== Segment start ==

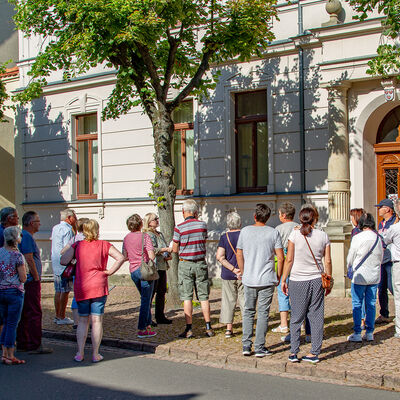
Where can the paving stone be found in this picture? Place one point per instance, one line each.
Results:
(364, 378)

== Segment end ==
== Segment start ==

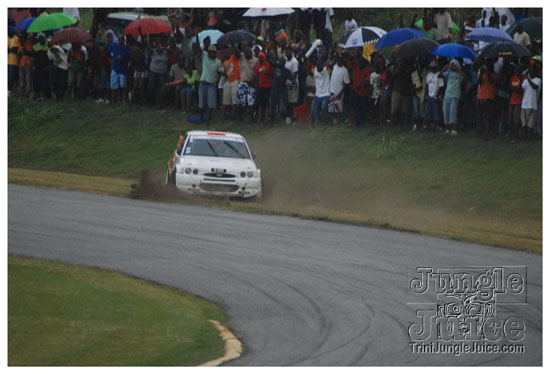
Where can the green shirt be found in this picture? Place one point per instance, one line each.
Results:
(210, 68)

== Segment end ==

PROBLEM DESCRIPTION: Look through the records above for the string "each", then copy every line that has it.

ANSWER TO THIS PROBLEM:
Where can the paving stone be found in this picture? Place one point per instance, one line each.
Where can the green shirt be found in this picture? Place one point per instance, one line each.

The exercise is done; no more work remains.